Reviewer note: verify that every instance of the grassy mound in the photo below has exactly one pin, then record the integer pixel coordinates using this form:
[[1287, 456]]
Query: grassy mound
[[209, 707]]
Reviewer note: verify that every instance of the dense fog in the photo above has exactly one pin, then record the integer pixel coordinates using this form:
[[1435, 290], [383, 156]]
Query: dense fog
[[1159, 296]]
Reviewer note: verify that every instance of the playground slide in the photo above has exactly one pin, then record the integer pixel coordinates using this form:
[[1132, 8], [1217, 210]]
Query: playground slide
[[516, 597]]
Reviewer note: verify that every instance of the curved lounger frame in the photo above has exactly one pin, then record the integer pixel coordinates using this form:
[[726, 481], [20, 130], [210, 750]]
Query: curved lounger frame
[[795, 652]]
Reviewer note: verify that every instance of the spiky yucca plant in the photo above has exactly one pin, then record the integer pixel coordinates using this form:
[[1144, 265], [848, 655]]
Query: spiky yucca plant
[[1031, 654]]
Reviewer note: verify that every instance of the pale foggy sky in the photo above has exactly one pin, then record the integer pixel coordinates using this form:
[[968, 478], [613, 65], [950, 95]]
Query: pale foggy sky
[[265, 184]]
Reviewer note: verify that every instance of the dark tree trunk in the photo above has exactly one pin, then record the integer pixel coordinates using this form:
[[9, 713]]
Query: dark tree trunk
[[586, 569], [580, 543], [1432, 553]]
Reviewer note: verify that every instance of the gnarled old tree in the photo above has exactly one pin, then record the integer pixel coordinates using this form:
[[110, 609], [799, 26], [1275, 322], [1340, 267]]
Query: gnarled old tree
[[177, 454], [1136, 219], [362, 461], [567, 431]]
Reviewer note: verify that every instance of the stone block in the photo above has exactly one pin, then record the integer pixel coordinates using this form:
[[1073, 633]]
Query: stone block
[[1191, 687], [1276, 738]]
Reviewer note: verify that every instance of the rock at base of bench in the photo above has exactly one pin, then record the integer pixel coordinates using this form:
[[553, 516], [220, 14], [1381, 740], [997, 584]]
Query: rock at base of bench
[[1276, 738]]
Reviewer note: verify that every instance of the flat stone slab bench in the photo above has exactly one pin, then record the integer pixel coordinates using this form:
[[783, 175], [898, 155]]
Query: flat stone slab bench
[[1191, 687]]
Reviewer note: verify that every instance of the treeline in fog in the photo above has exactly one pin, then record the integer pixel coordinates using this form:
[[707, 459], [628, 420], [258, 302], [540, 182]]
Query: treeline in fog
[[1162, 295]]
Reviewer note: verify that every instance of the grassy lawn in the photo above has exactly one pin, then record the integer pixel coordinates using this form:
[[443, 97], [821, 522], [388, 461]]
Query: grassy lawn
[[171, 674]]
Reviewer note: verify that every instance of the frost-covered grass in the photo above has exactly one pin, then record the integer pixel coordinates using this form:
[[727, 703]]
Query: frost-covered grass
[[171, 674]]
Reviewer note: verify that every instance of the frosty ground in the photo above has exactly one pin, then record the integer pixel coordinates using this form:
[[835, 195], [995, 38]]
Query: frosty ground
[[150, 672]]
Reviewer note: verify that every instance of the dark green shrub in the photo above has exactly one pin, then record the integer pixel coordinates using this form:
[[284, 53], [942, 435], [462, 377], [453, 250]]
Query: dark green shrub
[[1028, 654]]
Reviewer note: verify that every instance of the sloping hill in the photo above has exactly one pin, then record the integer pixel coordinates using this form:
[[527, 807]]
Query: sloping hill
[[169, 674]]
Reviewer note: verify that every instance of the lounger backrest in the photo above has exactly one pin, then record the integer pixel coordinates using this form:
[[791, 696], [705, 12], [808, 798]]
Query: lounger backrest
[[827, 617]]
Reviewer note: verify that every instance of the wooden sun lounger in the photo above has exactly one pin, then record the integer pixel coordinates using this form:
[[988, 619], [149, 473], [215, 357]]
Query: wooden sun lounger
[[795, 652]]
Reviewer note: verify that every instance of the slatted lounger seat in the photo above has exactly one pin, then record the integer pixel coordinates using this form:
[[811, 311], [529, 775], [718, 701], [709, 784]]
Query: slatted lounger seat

★ ★ ★

__GOAL OF THE EXERCISE__.
Arrange every one of the lines above as a Markdown table with a "Row" column for the row number and a "Line" column for the line itself, skipping any blank lines.

__ANSWER TO THIS EXERCISE__.
| Row | Line |
|---|---|
| 1 | Reviewer note: verify that every instance of the grassy mound in the photo below has exactly one pin, then record the integer pixel coordinates using this form: |
| 2 | [[1287, 456]] |
| 3 | Query: grassy mound |
| 4 | [[209, 707]] |
| 5 | Reviewer note: verify that every instance of the dense fog in the photo above has exactly one pin, then record the integer pixel coordinates using this form: |
| 6 | [[1435, 290], [383, 156]] |
| 7 | Query: dense fog |
| 8 | [[1159, 296]] |
| 9 | Reviewer note: verify that every instance of the playground slide in the photo above has exactly one pin, then record the integer pixel coordinates using this form: |
| 10 | [[1132, 8], [1217, 210]] |
| 11 | Query: playground slide |
| 12 | [[516, 597]] |
| 13 | Reviewer note: verify that every instance of the curved lounger frame in the photo above has exactly one pin, then record the integer pixel coordinates using this form: |
| 14 | [[726, 481], [20, 130], [210, 750]] |
| 15 | Query: curved lounger frame |
| 16 | [[795, 652]] |
| 17 | Reviewer note: verify that every instance of the spiky yucca plant in the photo above has exactly one pin, then record the integer pixel coordinates using this form: |
| 18 | [[1144, 265], [848, 655]] |
| 19 | Query: spiky yucca plant |
| 20 | [[1031, 654]] |
| 21 | Reviewer note: verify that every instance of the pale foggy sky in the photo above has exactly one pin, then record the integer pixel coordinates using this form: |
| 22 | [[968, 478], [613, 65], [950, 95]] |
| 23 | Query: pale foggy sky |
| 24 | [[265, 184]] |
| 25 | Reviewer note: verify that every instance of the dark tree trunk in the photo above has exactly one pin, then record the integer pixel coordinates using this form: |
| 26 | [[9, 713]] |
| 27 | Query: dark tree trunk |
| 28 | [[586, 569], [580, 543], [1432, 553]] |
| 29 | Reviewer note: verify that every instance of the gnarled old tree in the photo above has exactly one pin, then record the integer pixel coordinates using this form: |
| 30 | [[110, 609], [799, 26], [1275, 322], [1340, 267]] |
| 31 | Query: gnarled old tree |
| 32 | [[177, 454], [1136, 219], [362, 461], [567, 431]] |
| 33 | Reviewer note: verify that every instance of the stone block in the photo above has exactly one pin, then record the integer pixel coordinates using this form: |
| 34 | [[1073, 633]] |
| 35 | Query: stone block |
| 36 | [[1191, 687], [1276, 738]] |
| 37 | Reviewer note: verify that every instance of the rock at base of bench in the photo above has exactly one pin, then record the integer pixel coordinates using this form: |
| 38 | [[553, 516], [220, 14], [1381, 740], [997, 584]] |
| 39 | Query: rock at base of bench |
| 40 | [[1276, 738]] |
| 41 | Reviewer note: verify that every instance of the flat stone slab bench in the photo above has exactly one pin, then record the integer pixel coordinates using this form: |
| 42 | [[783, 175], [898, 155]] |
| 43 | Query: flat stone slab bench |
| 44 | [[1191, 687]] |
| 45 | Reviewer note: verify that every instance of the treeline in fog in the photo above has exactly one pin, then record the integer pixel coordinates using this form: |
| 46 | [[707, 459], [628, 420], [258, 302], [540, 182]] |
| 47 | Query: treeline in fog |
| 48 | [[1162, 295]] |
| 49 | Reviewer note: verify that every instance of the grassy lawn in the photo above has exactly one pin, then record the integer pixel coordinates using this form: |
| 50 | [[443, 97], [821, 522], [388, 461]] |
| 51 | Query: grassy lawn |
| 52 | [[171, 674]] |
| 53 | Reviewer note: verify that every instance of the frost-covered grass in the photo above has exactly one pin, then record the integer pixel coordinates using this form: |
| 54 | [[727, 703]] |
| 55 | Query: frost-covered grass |
| 56 | [[171, 674]] |
| 57 | Reviewer note: verify that every instance of the frosty ground in the photo above has exactly one pin, then record the integer pixel coordinates using this form: |
| 58 | [[835, 195], [995, 38]] |
| 59 | Query: frosty ground |
| 60 | [[150, 672]] |
| 61 | Reviewer note: verify that every instance of the dark green shrub in the photo above has exactly one pin, then record the integer pixel coordinates using this form: |
| 62 | [[284, 53], [942, 435], [462, 377], [453, 250]] |
| 63 | Query: dark green shrub |
| 64 | [[1028, 654]] |
| 65 | Reviewer note: verify that every instance of the sloping hill in the photo above has exactly one pin, then record the integer pixel coordinates using this form: |
| 66 | [[527, 807]] |
| 67 | Query: sloping hill |
| 68 | [[169, 674]] |
| 69 | Reviewer note: verify that every instance of the lounger backrest in the photo above has exactly one pin, then record the integer pixel coordinates using this form: |
| 70 | [[791, 696], [705, 12], [808, 798]] |
| 71 | Query: lounger backrest |
| 72 | [[827, 617]] |
| 73 | Reviewer note: verify that every instance of the wooden sun lounger in the photo above has exactly one pin, then record the integer pixel coordinates using this form: |
| 74 | [[988, 619], [149, 473], [215, 357]] |
| 75 | Query: wooden sun lounger |
| 76 | [[795, 652]] |
| 77 | Reviewer note: verify that every instance of the slatted lounger seat in the photo above has exactly one pin, then record the integer pixel coordinates using this form: |
| 78 | [[811, 311], [529, 775], [718, 701], [709, 784]] |
| 79 | Query: slatted lounger seat |